** Aim **
Reproduce each of the records below word for word, but leave out the pictures.
#####
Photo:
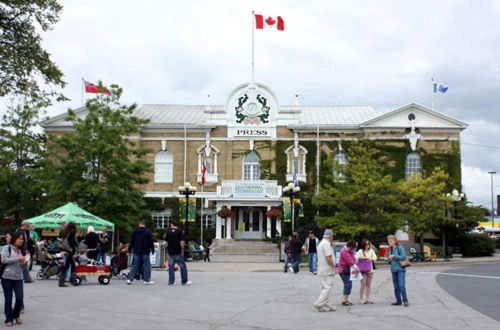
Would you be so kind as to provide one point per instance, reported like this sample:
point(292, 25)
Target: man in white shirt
point(326, 271)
#####
** Solution for this exercise **
Photo:
Would you be so kind as to provide one point per instance, reported like this sample:
point(292, 25)
Target: man in white shirt
point(326, 271)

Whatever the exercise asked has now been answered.